= PROBLEMS TO WORK ON =
1. Which file does the project description point to for instructions on building the C extractor?
2. In the project description, reproduce the passage from "Skip to main" to "and ergonomic access." word for word.

= QUOTED PASSAGE =
Skip to main content

C-backed PDF to Markdown conversion with Python fallbacks

Project description

PyMuPDF4LLM-C

PyMuPDF4LLM-C provides a high-throughput C extractor for MuPDF that emits page-level JSON describing text, layout metadata, figures, and detected tables. It exposes both Python and Rust bindings for safe and ergonomic access.


Highlights

  • Native extractorlibtomd walks each PDF page with MuPDF and writes page_XXX.json artifacts containing block type, geometry, font metrics, and basic heuristics used by retrieval pipelines.
  • Safe, idiomatic bindings – Python (pymupdf4llm_c) and Rust (pymupdf4llm-c) APIs provide easy, memory-safe access without exposing raw C pointers.
  • Single source of truth – All heuristics, normalization, and JSON serialization live in dedicated C modules under src/, with public headers exposed via include/ for downstream extensions.

Installation

Install the Python package from PyPI:

pip install pymupdf4llm-c

For Rust, install with Cargo:

cargo add pymupdf4llm-c

Building the Native Extractor

For instructions on building the C extractor, see the dedicated BUILD.md file. This covers building MuPDF from the submodule, compiling the shared library, and setting up libmupdf.so.


Usage

Python Usage

Basic usage

from pathlib import Path
from pymupdf4llm_c import ConversionConfig, ExtractionError, to_json

pdf_path = Path("example.pdf")
output_dir = pdf_path.with_name(f"{pdf_path.stem}_json")

try:
    json_files = to_json(pdf_path, output_dir=output_dir)
    print(f"Generated {len(json_files)} files:")
    for path in json_files:
        print(f"  - {path}")
except ExtractionError as exc:
    print(f"Extraction failed: {exc}")

Advanced features

Collect parsed JSON structures:

results = to_json("report.pdf", collect=True)
for page_blocks in results:
    for block in page_blocks:
        print(f"Block type: {block['type']}, Text: {block.get('text', '')}")

Override the shared library location:

config = ConversionConfig(lib_path=Path("/opt/lib/libtomd.so"))
results = to_json("report.pdf", config=config, collect=True)
Rust Usage

Basic usage

use std::path::Path;
use pymupdf4llm_c::{to_json, to_json_collect, extract_page_json, PdfError};

fn main() -> Result<(), PdfError> {
    let pdf_path = Path::new("example.pdf");

    // Extract to files
    let paths = to_json(pdf_path, None)?;
    println!("Generated {} JSON files:", paths.len());
    for path in &paths {
        println!("  - {:?}", path);
    }

    // Collect JSON in memory
    let pages = to_json_collect(pdf_path, None)?;
    println!("Parsed {} pages in memory", pages.len());

    // Extract single page
    let page_json = extract_page_json(pdf_path, 0)?;
    println!("First page JSON: {}", page_json);

    Ok(())

= RECORDS SUPPLIED =
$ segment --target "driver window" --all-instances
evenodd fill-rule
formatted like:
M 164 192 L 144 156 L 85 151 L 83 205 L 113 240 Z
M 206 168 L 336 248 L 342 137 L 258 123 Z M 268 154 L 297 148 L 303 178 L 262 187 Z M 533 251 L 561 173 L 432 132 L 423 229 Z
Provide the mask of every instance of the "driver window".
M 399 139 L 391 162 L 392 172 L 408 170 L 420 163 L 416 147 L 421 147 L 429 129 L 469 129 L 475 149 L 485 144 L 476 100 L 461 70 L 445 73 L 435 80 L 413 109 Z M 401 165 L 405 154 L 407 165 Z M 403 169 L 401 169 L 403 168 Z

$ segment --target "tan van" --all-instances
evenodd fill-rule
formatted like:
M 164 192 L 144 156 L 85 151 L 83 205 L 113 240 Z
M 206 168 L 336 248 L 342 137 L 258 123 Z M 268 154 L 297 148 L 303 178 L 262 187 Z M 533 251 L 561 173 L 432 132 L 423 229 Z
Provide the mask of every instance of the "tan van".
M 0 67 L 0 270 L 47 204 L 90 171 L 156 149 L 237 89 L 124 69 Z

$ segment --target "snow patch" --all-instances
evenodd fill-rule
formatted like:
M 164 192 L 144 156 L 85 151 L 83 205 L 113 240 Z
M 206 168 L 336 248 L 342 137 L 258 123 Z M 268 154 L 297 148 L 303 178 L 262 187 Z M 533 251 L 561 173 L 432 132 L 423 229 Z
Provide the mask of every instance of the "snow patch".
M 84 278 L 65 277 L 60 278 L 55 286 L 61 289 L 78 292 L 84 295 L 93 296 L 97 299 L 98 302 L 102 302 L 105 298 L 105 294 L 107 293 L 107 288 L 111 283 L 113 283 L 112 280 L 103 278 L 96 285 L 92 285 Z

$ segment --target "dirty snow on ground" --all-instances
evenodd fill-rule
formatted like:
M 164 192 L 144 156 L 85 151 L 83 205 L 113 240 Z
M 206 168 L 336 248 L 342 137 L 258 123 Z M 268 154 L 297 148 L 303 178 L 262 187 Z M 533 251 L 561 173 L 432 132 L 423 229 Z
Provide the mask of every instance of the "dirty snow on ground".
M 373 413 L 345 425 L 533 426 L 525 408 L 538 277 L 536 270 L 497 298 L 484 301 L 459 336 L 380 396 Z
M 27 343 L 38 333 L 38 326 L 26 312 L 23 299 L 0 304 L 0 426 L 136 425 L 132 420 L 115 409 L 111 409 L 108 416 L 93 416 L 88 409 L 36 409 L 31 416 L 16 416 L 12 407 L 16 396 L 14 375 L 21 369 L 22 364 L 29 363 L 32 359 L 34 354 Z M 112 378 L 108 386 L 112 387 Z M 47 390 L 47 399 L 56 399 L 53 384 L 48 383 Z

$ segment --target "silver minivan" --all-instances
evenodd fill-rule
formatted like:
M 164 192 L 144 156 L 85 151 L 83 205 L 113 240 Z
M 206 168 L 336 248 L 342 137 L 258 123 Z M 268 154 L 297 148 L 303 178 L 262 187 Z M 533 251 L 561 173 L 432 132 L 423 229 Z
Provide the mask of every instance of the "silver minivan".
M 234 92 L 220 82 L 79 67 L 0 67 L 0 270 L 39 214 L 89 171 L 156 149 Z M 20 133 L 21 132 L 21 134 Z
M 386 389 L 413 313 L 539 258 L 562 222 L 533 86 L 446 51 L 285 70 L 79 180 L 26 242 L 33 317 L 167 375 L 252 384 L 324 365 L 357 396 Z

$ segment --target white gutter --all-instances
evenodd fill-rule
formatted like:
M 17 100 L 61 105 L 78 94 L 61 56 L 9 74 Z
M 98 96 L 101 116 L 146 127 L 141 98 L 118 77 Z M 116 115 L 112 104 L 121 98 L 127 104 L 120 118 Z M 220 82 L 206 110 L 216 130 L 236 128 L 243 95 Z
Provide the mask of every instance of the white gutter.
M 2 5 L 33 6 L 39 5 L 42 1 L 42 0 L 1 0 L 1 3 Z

= ANSWERS FOR THIS EXERCISE =
1. BUILD.md

2.
Skip to main content

C-backed PDF to Markdown conversion with Python fallbacks

Project description

PyMuPDF4LLM-C

PyMuPDF4LLM-C provides a high-throughput C extractor for MuPDF that emits page-level JSON describing text, layout metadata, figures, and detected tables. It exposes both Python and Rust bindings for safe and ergonomic access.